[Source records]
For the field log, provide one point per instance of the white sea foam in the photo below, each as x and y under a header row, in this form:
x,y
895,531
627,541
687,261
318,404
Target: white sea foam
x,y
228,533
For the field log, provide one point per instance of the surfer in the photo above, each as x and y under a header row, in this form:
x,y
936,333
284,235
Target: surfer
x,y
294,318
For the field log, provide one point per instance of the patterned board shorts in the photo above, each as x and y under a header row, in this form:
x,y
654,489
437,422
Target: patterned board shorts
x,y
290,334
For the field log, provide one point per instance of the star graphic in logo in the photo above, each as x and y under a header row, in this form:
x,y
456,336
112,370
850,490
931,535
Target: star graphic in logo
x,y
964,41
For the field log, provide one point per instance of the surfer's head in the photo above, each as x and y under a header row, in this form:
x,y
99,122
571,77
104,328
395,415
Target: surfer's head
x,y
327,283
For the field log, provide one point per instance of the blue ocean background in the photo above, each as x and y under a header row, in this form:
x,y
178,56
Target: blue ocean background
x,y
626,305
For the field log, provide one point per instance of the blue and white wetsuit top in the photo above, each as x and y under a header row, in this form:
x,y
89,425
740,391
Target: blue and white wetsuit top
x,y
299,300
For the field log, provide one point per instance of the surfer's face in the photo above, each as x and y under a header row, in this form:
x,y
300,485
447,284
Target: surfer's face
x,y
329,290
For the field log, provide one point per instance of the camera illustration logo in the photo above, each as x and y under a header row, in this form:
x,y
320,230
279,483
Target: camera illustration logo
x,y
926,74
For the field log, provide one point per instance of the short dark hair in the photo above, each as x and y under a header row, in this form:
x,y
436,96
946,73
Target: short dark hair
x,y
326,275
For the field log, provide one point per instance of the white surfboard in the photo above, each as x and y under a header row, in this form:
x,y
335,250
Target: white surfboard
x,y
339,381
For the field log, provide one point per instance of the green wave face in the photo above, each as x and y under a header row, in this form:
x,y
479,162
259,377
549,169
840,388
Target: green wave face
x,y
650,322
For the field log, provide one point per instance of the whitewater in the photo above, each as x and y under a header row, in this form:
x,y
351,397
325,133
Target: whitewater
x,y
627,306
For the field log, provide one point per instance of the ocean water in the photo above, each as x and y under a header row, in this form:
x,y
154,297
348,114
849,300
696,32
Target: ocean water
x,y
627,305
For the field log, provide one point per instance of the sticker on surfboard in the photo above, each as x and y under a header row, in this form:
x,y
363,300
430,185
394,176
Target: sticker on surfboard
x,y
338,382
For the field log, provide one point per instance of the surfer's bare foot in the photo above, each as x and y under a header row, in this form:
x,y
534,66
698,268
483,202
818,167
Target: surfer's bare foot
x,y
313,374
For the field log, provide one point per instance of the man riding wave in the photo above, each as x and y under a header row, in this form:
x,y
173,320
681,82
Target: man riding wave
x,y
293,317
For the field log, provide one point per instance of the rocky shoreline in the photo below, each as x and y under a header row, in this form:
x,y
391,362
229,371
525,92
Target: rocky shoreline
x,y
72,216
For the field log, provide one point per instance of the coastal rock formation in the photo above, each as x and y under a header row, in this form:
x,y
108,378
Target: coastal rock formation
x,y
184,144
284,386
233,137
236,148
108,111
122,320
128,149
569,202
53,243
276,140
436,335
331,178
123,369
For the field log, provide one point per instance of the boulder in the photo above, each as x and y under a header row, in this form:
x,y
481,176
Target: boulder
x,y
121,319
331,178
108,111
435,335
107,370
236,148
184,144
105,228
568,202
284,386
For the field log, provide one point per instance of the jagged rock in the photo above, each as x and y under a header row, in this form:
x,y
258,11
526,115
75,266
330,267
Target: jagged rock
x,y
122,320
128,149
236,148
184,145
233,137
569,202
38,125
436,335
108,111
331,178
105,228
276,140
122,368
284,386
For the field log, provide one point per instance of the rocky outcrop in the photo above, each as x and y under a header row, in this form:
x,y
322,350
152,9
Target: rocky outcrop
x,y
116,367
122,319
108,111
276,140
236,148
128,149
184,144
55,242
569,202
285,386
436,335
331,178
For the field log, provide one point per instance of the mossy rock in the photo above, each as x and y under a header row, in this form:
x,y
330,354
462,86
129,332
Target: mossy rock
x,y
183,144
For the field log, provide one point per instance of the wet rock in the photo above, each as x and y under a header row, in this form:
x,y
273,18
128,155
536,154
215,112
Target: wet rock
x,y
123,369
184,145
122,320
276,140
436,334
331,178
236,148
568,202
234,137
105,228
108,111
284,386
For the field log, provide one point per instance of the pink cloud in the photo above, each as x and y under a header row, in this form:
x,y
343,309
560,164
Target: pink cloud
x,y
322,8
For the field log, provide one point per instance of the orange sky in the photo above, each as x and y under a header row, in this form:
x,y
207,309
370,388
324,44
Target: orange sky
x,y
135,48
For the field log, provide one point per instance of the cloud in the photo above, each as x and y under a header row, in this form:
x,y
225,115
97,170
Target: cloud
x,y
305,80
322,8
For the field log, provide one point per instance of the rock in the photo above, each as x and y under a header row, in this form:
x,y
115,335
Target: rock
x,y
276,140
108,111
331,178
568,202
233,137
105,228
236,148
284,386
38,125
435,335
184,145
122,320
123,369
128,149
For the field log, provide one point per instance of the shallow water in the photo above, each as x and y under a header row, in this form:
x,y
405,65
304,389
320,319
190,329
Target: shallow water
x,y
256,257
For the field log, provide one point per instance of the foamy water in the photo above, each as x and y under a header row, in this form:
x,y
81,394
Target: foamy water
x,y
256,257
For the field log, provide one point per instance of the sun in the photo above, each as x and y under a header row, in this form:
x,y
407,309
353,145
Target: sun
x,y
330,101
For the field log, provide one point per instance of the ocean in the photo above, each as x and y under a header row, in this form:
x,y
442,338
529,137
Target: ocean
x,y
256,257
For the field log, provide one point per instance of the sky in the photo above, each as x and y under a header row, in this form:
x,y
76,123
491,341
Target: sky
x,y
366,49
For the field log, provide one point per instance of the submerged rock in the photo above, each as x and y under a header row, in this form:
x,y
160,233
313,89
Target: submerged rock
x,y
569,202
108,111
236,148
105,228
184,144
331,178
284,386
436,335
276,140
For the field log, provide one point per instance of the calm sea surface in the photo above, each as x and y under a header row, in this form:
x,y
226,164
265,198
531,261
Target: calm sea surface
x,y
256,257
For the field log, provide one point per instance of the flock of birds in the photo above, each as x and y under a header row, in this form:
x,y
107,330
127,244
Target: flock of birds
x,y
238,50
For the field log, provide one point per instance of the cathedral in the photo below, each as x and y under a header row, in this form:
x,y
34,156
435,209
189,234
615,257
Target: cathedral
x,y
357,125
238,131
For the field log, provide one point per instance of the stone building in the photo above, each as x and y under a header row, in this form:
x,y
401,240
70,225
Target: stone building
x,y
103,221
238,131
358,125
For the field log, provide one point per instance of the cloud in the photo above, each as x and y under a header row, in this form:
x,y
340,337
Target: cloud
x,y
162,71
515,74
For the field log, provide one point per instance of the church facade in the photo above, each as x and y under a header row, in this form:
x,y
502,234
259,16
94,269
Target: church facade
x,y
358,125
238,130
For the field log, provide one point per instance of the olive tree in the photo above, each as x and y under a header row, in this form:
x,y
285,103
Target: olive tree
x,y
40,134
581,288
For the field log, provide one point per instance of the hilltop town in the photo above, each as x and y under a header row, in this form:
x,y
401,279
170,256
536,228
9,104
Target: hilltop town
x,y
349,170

TASK STATEMENT: Task for the records above: copy every line in which the word "below" occurs.

COMPLETED EXERCISE:
For the field log, provide one point per instance of the white sea foam in the photo below, each as x and y under a header row, in this form:
For the field log, provide one point per instance of the rocky shoreline in the photo below, each as x and y under a header row, in this form:
For the field log, provide one point per instance of the cathedral in the photo below, each as x and y under a header row, in this form:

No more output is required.